[Stated exercise 1]
Copy the passage of the Drupal field-length text from "Then I migrated" to "some help, please." word for word.

*** Source extract

2

My Drupal installation has a table with a field title of type varchar and length of 255.

For some custom process, I need to increase the length to 500 characters.

I tried doing so with the following code:

function mymodule_schema_alter(&$schema){
    if( isset($schema['field_data_field_document_title']) ){
        db_change_field('field_data_field_document_title', 'field_document_title_value', 'field_document_title_value', 
            array(
                'length' => 11,
            )
        );

    }
}

Originally I had that code in my .module file. When I flushed caches I could verify using the DEVEL module that my field length changed. But in phpmyadmin the field length remained 255.

Then I migrated the function to the .install file. I execute run updates and get the following error:

PDOException: SQLSTATE[42000]: Syntax error or access violation: 1064 You have an error in your SQL syntax; check the manual that corresponds to your MySQL server version for the right syntax to use near 'DEFAULT NULL' at line 1: ALTER TABLE {field_data_field_document_title} CHANGE field_document_title_value field_document_title_value DEFAULT NULL; Array ( ) in db_change_field() (line 3020 of /var/www/Intranet/includes/database/database.inc).

I could really use some help, please.

1

The error you get is because you aren't using db_change_field() with the correct arguments. For example, if you look at block_update_7003(), you will see it calls the function as follows.

  db_change_field('block', 'weight', 'weight', array(
    'type' => 'int',
    'not null' => TRUE,
    'default' => 0,
    'description' => 'Block weight within region.',
  ), array(
    'indexes' => array(
      'list' => array('theme', 'status', 'region', 'weight', 'module'),
    ),
  ));

The last argument is the full array defining the field, not just the part that you need to change.

As the description for block_update_7003() says, its purpose is changing the weight column to normal int. If your code were correct, block_update_7003() should use the following call.

  db_change_field('block', 'weight', 'weight', array(
    'type' => 'int',
  ));

Also, hook_schema_alter() should be used to alter the schema, not adding or removing database fields. Drupal doesn't use that hook, but the example code is clear enough.

function hook_schema_alter(&$schema) {
  // Add field to existing schema.

******
*** Dataset entries

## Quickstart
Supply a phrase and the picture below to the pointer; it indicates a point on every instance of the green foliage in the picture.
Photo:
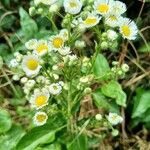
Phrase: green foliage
(41, 135)
(141, 103)
(28, 25)
(11, 138)
(100, 66)
(102, 102)
(114, 90)
(5, 121)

******

[Stated exercise 2]
Format every line of the records as a numbered list, skipping blank lines and leaving out the pictures.

[Problem solution 1]
Then I migrated the function to the .install file. I execute run updates and get the following error:

PDOException: SQLSTATE[42000]: Syntax error or access violation: 1064 You have an error in your SQL syntax; check the manual that corresponds to your MySQL server version for the right syntax to use near 'DEFAULT NULL' at line 1: ALTER TABLE {field_data_field_document_title} CHANGE field_document_title_value field_document_title_value DEFAULT NULL; Array ( ) in db_change_field() (line 3020 of /var/www/Intranet/includes/database/database.inc).

I could really use some help, please.

[Problem solution 2]
1. ## Quickstart
2. Supply a phrase and the picture below to the pointer; it indicates a point on every instance of the green foliage in the picture.
3. Photo:
4. Phrase: green foliage
5. (41, 135)
6. (141, 103)
7. (28, 25)
8. (11, 138)
9. (100, 66)
10. (102, 102)
11. (114, 90)
12. (5, 121)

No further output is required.